→ INSTRUCTIONS FOR THE TASK: Convert every line of the records below into a JSON list of strings, with one string per line and blank lines omitted.

→ EXERCISE MATERIAL:
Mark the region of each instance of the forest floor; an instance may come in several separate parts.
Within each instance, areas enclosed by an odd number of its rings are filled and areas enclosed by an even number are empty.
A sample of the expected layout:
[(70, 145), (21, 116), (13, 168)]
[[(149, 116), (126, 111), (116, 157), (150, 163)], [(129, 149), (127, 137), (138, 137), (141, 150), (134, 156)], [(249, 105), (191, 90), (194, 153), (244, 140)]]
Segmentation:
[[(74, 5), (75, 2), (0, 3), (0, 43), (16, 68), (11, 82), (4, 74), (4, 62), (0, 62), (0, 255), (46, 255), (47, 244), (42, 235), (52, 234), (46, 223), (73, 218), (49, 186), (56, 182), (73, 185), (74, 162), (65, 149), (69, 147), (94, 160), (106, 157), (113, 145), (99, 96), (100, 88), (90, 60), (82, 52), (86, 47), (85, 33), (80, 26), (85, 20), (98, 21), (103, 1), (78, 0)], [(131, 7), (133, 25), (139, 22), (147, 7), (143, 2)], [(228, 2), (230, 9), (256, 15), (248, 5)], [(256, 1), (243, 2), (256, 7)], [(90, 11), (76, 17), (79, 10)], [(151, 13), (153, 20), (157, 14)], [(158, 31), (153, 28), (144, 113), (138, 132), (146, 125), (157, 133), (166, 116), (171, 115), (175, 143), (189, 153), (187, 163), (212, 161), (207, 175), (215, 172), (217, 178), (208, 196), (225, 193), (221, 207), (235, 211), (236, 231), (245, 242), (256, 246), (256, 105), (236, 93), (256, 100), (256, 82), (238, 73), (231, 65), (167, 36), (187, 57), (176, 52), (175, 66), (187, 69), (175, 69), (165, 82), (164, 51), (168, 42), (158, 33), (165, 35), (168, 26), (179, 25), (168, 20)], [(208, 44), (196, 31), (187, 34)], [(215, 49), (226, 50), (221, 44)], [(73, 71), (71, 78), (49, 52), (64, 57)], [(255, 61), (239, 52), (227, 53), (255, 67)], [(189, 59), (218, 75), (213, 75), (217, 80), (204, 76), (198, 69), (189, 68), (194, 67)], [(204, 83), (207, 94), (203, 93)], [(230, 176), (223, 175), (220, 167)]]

→ RESULT OF THIS EXERCISE:
[
  "Mark the region of each instance of the forest floor; an instance may come in several separate parts.",
  "Within each instance, areas enclosed by an odd number of its rings are filled and areas enclosed by an even number are empty.",
  "A sample of the expected layout:",
  "[(70, 145), (21, 116), (13, 168)]",
  "[[(149, 116), (126, 111), (116, 157), (150, 163)], [(129, 149), (127, 137), (138, 137), (141, 150), (134, 156)], [(249, 105), (191, 90), (194, 153), (244, 140)]]",
  "Segmentation:",
  "[[(74, 5), (75, 2), (0, 3), (0, 43), (16, 68), (11, 82), (4, 74), (4, 62), (0, 62), (0, 255), (46, 255), (47, 244), (42, 235), (52, 234), (46, 223), (73, 218), (49, 186), (56, 182), (73, 185), (74, 162), (65, 149), (69, 147), (94, 160), (106, 157), (113, 145), (99, 96), (100, 88), (90, 60), (82, 52), (86, 47), (85, 33), (80, 26), (85, 20), (98, 21), (103, 1), (78, 0)], [(131, 7), (133, 25), (139, 22), (147, 7), (143, 2)], [(228, 2), (230, 9), (256, 15), (248, 5)], [(256, 1), (243, 2), (256, 7)], [(90, 11), (76, 17), (79, 10)], [(151, 13), (153, 20), (157, 14)], [(158, 31), (153, 28), (144, 113), (138, 132), (146, 125), (157, 133), (166, 116), (171, 115), (175, 143), (189, 153), (187, 163), (212, 161), (207, 175), (215, 172), (217, 178), (208, 196), (225, 193), (221, 207), (235, 211), (236, 231), (245, 242), (256, 246), (256, 105), (236, 93), (256, 100), (256, 82), (238, 73), (231, 65), (167, 36), (187, 57), (176, 52), (175, 66), (187, 69), (175, 69), (165, 82), (164, 51), (168, 42), (158, 33), (165, 35), (168, 26), (179, 25), (168, 20)], [(208, 44), (196, 31), (187, 34)], [(215, 49), (226, 50), (221, 44)], [(73, 71), (71, 78), (49, 52), (64, 57)], [(255, 61), (239, 52), (227, 53), (255, 67)], [(189, 59), (218, 75), (213, 75), (217, 80), (204, 76), (198, 69), (189, 68), (194, 67)], [(204, 83), (207, 94), (203, 93)], [(230, 176), (223, 175), (220, 167)]]"
]